■ Material for the task
────────

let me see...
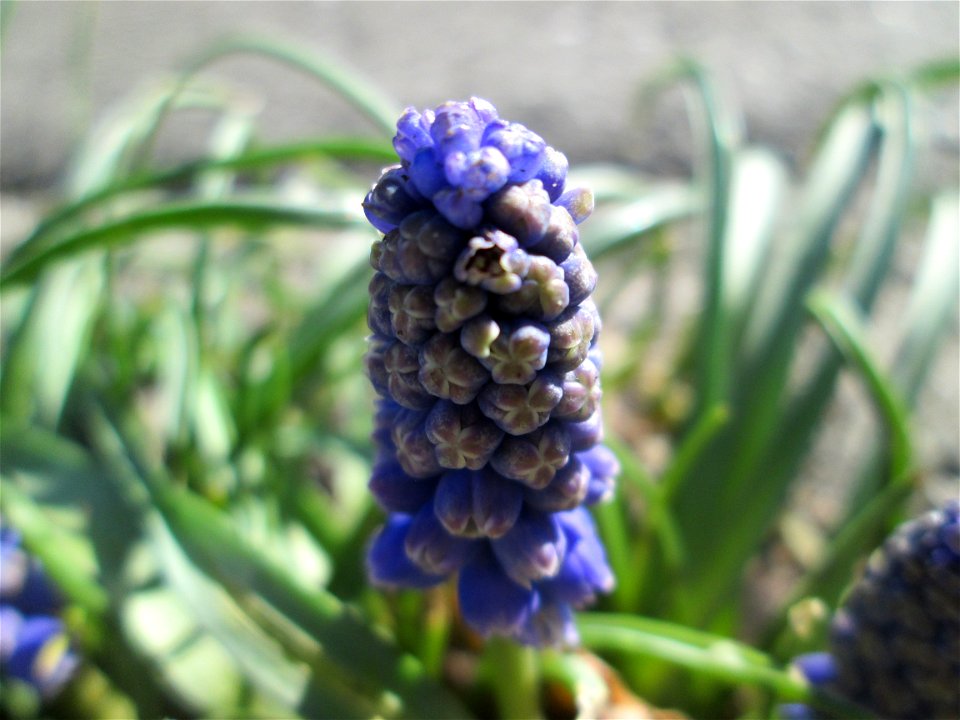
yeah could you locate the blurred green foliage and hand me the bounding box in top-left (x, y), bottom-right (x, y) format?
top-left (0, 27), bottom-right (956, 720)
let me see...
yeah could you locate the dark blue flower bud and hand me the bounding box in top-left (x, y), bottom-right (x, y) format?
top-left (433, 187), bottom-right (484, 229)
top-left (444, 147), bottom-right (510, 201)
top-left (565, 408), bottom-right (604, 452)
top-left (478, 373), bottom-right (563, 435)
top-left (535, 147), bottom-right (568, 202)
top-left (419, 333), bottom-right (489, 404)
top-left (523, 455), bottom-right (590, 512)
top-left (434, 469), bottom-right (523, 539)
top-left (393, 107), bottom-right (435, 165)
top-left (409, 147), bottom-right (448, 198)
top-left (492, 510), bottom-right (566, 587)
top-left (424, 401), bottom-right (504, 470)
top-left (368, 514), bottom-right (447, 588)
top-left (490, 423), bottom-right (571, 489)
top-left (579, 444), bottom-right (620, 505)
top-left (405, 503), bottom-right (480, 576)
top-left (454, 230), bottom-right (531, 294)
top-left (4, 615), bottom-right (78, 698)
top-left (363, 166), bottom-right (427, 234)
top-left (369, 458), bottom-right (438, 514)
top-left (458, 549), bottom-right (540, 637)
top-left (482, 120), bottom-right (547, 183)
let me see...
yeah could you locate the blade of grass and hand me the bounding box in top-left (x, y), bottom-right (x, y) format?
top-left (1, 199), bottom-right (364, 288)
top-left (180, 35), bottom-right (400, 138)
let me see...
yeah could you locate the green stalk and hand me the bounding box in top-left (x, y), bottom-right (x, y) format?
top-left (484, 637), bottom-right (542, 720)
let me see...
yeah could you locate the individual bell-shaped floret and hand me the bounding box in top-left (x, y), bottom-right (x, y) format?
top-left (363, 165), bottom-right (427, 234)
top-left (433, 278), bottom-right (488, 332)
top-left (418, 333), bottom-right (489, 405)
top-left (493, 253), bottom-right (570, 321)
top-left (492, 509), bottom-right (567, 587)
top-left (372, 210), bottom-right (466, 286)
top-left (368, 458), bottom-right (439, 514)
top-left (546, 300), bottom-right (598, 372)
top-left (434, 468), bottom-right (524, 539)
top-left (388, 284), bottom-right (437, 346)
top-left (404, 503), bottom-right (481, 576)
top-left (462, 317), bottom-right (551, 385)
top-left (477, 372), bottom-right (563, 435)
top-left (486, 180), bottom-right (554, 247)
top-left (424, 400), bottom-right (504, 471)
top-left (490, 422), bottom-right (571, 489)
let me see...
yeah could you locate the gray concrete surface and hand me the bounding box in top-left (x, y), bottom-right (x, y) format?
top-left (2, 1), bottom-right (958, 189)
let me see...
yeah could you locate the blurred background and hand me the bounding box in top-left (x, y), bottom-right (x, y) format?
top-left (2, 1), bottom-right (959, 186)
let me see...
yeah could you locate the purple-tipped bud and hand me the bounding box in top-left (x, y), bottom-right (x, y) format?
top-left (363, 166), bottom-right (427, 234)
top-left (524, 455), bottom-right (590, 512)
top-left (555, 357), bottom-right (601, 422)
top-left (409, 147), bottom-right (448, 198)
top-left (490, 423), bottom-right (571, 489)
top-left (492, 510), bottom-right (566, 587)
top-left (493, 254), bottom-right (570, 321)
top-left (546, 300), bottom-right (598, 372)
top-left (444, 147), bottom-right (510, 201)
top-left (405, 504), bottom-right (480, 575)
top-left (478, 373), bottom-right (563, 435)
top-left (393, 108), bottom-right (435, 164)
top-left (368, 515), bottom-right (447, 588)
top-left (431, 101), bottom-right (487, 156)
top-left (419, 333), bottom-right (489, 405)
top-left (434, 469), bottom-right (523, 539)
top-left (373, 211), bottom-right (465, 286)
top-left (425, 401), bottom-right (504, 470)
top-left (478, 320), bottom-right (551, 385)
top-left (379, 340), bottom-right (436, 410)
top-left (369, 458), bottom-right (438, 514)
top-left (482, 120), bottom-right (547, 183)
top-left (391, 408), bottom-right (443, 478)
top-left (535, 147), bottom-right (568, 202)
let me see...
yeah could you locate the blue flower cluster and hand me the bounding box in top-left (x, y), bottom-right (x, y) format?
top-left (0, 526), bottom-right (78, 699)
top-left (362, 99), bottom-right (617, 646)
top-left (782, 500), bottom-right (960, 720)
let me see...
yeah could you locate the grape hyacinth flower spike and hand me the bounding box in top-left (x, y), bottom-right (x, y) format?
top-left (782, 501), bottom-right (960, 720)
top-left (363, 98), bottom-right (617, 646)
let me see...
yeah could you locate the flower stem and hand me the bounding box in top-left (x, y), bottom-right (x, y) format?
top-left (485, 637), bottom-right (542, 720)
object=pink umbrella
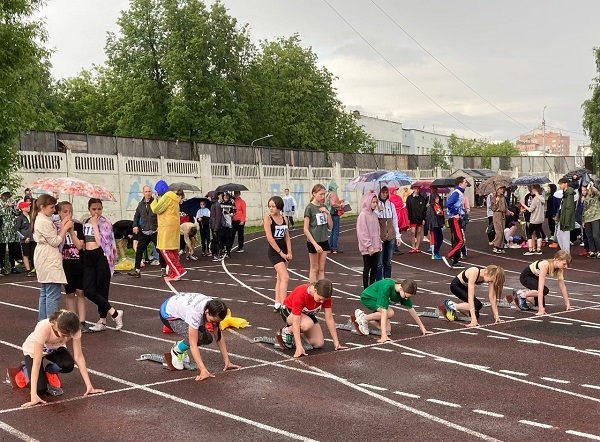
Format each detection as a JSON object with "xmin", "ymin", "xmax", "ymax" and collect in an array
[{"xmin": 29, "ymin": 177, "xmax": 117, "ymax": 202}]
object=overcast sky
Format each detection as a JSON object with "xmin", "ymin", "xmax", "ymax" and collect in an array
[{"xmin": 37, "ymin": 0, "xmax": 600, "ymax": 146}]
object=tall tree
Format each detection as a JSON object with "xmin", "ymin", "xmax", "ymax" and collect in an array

────────

■ Task goal
Should there be pictures in the data, leave them out and return the rest exactly.

■ Task answer
let me see...
yeah could you locate the blurred green foliage and hand me the bounding box in top-left (x, y), bottom-right (x, y) format?
top-left (0, 27), bottom-right (956, 720)
let me see...
yeah could you locate the dark blue flower bud and hand me the bounding box in top-left (x, y), bottom-right (x, y) format?
top-left (433, 187), bottom-right (484, 229)
top-left (444, 147), bottom-right (510, 201)
top-left (565, 408), bottom-right (604, 452)
top-left (478, 373), bottom-right (563, 435)
top-left (535, 147), bottom-right (568, 202)
top-left (419, 333), bottom-right (489, 404)
top-left (523, 455), bottom-right (590, 512)
top-left (434, 469), bottom-right (523, 539)
top-left (393, 107), bottom-right (435, 165)
top-left (409, 147), bottom-right (448, 198)
top-left (492, 510), bottom-right (566, 587)
top-left (424, 401), bottom-right (504, 470)
top-left (368, 514), bottom-right (447, 588)
top-left (490, 423), bottom-right (571, 489)
top-left (579, 444), bottom-right (620, 505)
top-left (405, 503), bottom-right (480, 576)
top-left (454, 230), bottom-right (531, 294)
top-left (4, 615), bottom-right (78, 698)
top-left (363, 166), bottom-right (427, 234)
top-left (369, 458), bottom-right (438, 514)
top-left (458, 549), bottom-right (540, 637)
top-left (482, 120), bottom-right (547, 183)
let me see...
yeah could you locate the blade of grass and hand me the bounding box in top-left (x, y), bottom-right (x, y) format?
top-left (1, 199), bottom-right (364, 288)
top-left (180, 35), bottom-right (400, 138)
let me see...
yeah could you locate the green stalk and hand me the bounding box in top-left (x, y), bottom-right (x, y) format?
top-left (484, 637), bottom-right (542, 720)
let me see...
yeah could you locate the individual bell-shaped floret and hand me the bounding box in top-left (x, y), bottom-right (x, y) format?
top-left (363, 165), bottom-right (427, 234)
top-left (433, 278), bottom-right (488, 332)
top-left (418, 333), bottom-right (489, 405)
top-left (493, 253), bottom-right (570, 321)
top-left (492, 509), bottom-right (567, 587)
top-left (372, 210), bottom-right (466, 286)
top-left (368, 458), bottom-right (439, 514)
top-left (546, 300), bottom-right (598, 372)
top-left (434, 468), bottom-right (524, 539)
top-left (388, 284), bottom-right (437, 346)
top-left (404, 503), bottom-right (481, 576)
top-left (462, 317), bottom-right (551, 385)
top-left (477, 372), bottom-right (563, 435)
top-left (486, 180), bottom-right (554, 247)
top-left (424, 400), bottom-right (504, 471)
top-left (490, 422), bottom-right (571, 489)
let me see...
yeah could you locate the gray concrete surface and hand me the bounding box in top-left (x, y), bottom-right (x, y) format?
top-left (2, 1), bottom-right (958, 189)
let me see...
yeah could you locate the blurred background and hand me the bounding box in top-left (x, y), bottom-right (x, y) format?
top-left (2, 1), bottom-right (959, 186)
let me see...
yeah could you locate the purple-tipped bud and hand me the bounding box in top-left (x, y), bottom-right (x, y) format?
top-left (363, 166), bottom-right (427, 234)
top-left (524, 455), bottom-right (590, 512)
top-left (555, 357), bottom-right (601, 422)
top-left (409, 147), bottom-right (448, 198)
top-left (490, 423), bottom-right (571, 489)
top-left (492, 510), bottom-right (566, 587)
top-left (493, 254), bottom-right (570, 321)
top-left (546, 300), bottom-right (598, 372)
top-left (444, 147), bottom-right (510, 201)
top-left (405, 504), bottom-right (480, 575)
top-left (478, 373), bottom-right (563, 435)
top-left (393, 108), bottom-right (435, 164)
top-left (368, 515), bottom-right (447, 588)
top-left (431, 101), bottom-right (487, 156)
top-left (419, 333), bottom-right (489, 405)
top-left (434, 469), bottom-right (523, 539)
top-left (373, 211), bottom-right (465, 286)
top-left (425, 401), bottom-right (504, 470)
top-left (478, 320), bottom-right (551, 385)
top-left (379, 340), bottom-right (436, 410)
top-left (369, 458), bottom-right (438, 514)
top-left (482, 120), bottom-right (547, 183)
top-left (391, 408), bottom-right (443, 478)
top-left (535, 147), bottom-right (568, 202)
let me see...
yeah could you locate the blue flower cluster and hand me the bounding box in top-left (x, y), bottom-right (x, y) format?
top-left (0, 526), bottom-right (78, 699)
top-left (362, 99), bottom-right (617, 646)
top-left (782, 500), bottom-right (960, 720)
let me see...
yeah could you locate the grape hyacinth flower spike and hand me the bounding box in top-left (x, y), bottom-right (x, y) format?
top-left (782, 501), bottom-right (960, 720)
top-left (363, 98), bottom-right (617, 646)
let me see...
yeah could you locate the flower stem and hand me the bounding box in top-left (x, y), bottom-right (x, y) format?
top-left (485, 637), bottom-right (542, 720)
object=pink umbrella
Format each detection as a JSON object with "xmin", "ymin", "xmax", "ymax" and collect in an array
[{"xmin": 29, "ymin": 177, "xmax": 117, "ymax": 202}]
object=overcast sky
Format each detection as a JSON object with "xmin", "ymin", "xmax", "ymax" and collect in an array
[{"xmin": 37, "ymin": 0, "xmax": 600, "ymax": 146}]
object=tall tree
Format each detection as a JSON object with "xmin", "ymin", "xmax", "ymax" and collect in an array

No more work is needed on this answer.